Please reproduce the material below with every "screenshot" changed to "photo" and everything else left as it is. Leave the pictures out of your answer.

***** Record set *****

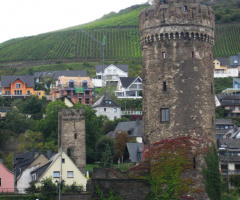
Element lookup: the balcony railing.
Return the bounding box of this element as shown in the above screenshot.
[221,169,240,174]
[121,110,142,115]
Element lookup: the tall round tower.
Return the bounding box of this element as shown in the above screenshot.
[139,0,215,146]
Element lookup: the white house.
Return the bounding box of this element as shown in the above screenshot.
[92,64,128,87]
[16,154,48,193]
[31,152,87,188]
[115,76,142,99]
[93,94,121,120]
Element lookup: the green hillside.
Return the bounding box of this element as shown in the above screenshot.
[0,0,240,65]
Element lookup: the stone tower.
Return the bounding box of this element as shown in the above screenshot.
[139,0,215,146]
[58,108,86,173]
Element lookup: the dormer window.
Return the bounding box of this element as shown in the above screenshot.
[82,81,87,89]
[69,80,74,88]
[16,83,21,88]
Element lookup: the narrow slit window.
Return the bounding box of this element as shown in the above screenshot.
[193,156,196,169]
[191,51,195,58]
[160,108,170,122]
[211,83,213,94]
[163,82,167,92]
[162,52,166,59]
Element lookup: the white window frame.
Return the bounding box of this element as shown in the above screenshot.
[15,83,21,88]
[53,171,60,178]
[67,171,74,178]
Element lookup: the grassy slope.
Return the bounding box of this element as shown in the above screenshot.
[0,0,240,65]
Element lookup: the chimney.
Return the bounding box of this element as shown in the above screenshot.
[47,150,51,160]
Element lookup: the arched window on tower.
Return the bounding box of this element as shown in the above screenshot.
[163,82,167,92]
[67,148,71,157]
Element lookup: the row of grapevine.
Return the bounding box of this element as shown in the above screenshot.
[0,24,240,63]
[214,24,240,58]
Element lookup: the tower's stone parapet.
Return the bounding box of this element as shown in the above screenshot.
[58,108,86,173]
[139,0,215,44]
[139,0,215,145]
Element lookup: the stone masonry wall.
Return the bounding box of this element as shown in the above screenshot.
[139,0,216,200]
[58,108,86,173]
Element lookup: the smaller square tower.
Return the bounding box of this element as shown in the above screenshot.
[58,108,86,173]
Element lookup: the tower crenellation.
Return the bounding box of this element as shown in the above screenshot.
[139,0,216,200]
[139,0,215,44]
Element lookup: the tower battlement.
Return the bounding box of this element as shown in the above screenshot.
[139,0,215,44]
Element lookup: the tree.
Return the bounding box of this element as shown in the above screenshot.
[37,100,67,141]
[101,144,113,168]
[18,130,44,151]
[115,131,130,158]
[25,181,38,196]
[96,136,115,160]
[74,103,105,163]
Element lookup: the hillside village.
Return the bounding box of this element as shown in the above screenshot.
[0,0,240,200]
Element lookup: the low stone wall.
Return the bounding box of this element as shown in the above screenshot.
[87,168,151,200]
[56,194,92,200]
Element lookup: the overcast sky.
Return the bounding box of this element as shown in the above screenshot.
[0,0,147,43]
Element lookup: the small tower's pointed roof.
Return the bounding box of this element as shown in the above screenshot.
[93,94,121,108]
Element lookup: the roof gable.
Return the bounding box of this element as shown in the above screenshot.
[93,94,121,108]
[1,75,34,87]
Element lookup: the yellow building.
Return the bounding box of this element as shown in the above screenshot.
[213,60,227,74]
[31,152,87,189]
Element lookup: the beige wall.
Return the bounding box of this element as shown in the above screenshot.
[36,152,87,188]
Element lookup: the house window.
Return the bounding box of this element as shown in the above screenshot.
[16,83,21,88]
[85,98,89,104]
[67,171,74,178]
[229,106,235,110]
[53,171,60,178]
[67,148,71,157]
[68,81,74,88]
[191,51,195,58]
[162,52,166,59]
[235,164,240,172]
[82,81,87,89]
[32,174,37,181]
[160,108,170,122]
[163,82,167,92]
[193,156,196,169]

*****

Exercise response>
Element lookup: the balcony railing.
Return the bounding box of this element as shown in the above photo.
[221,169,240,174]
[121,110,142,115]
Element lookup: the tall round tower.
Return the bounding box of this element as shown in the above photo.
[139,0,215,146]
Element lookup: the white house.
Return the bounding box of this element as shown in the above photo.
[92,64,128,87]
[16,154,48,193]
[31,152,87,188]
[115,76,142,99]
[93,94,121,120]
Element lookup: the green hillside.
Return the bounding box of this element as shown in the above photo.
[0,0,240,65]
Element lookup: the stone tower.
Return the bounding box of this element as shown in the above photo.
[139,0,215,146]
[58,108,86,173]
Element lookup: the dormer window.
Return the bounding box of this element as shown in the above photo.
[82,81,87,89]
[69,80,74,88]
[16,83,21,88]
Element lookup: the narrow slit window.
Return the bounding box of this element as shown in the above photo.
[193,156,196,169]
[191,51,195,58]
[160,108,170,122]
[211,83,213,94]
[163,82,167,92]
[162,52,166,59]
Element lookup: the white window frame.
Return the bounding box of this element as shown in the above photo.
[15,83,21,88]
[53,171,60,178]
[67,171,74,178]
Element lookup: the grassy slope.
Return the bounding box of this element as shown in the above photo.
[0,0,240,65]
Element lookup: the chimney.
Return the bounding box of this element as shown in the above photo.
[47,150,51,160]
Element lookup: the arched window on tower.
Return the bounding box of this element as shown in the above photo.
[163,82,167,92]
[67,148,71,157]
Element lookup: the row of grapevine.
Return the bounding box of this element as shown in the above photo.
[0,24,240,63]
[214,24,240,58]
Element lookup: the tower's stone parapet.
Return the bounding box of this element as shown in the above photo.
[58,108,86,173]
[139,0,215,44]
[139,0,215,145]
Element lookup: the stone masonry wall.
Return the bounding box of this element as shown in the above photo.
[139,0,216,200]
[58,108,86,173]
Element lookup: the smaller square tower.
Return the bounding box of this element as shown in the above photo.
[58,108,86,173]
Element lookup: the tower crenellation.
Return the bounding box of this element as shown in the above photo.
[139,0,216,200]
[139,0,215,44]
Element lookup: the tower battlement.
Return the bounding box of this element as shown in the above photo.
[139,0,215,44]
Element lookup: the tree.
Return the bounding box of this element as shown in the above photo.
[37,100,67,141]
[101,144,113,168]
[18,130,44,151]
[115,131,130,158]
[25,181,38,196]
[96,136,115,160]
[74,103,105,163]
Element lookup: the hillside village.
Return the bounding box of this element as shown in the above photo.
[0,0,240,200]
Element lookup: the low stone wall.
Return the bounding box of this element as shown in the above photo.
[87,168,151,200]
[56,194,92,200]
Element lookup: the overcast sky.
Return the bounding box of this element as shown in the above photo.
[0,0,147,43]
Element lookup: the small tower's pointed roof.
Return the bounding box of this element as shown in the above photo.
[93,94,121,108]
Element lookup: the roof gable.
Return the bounding box of this element as shown in the above photo.
[93,94,121,108]
[1,75,34,87]
Element lookup: the yellow building.
Return the bounding box of this element as shown in the above photo.
[213,60,227,74]
[31,152,87,189]
Element lookup: the beige wall.
Return the bounding box of this element as shown in the above photo.
[36,152,87,188]
Element lookup: the house window.
Return the bounding box of this element as shown in the above photo.
[16,83,21,88]
[85,98,89,104]
[67,171,74,178]
[229,106,235,110]
[53,171,60,178]
[67,148,71,157]
[68,81,74,88]
[191,51,195,58]
[162,52,166,59]
[235,164,240,172]
[82,81,87,89]
[32,174,37,181]
[160,108,170,122]
[163,82,167,92]
[193,156,196,169]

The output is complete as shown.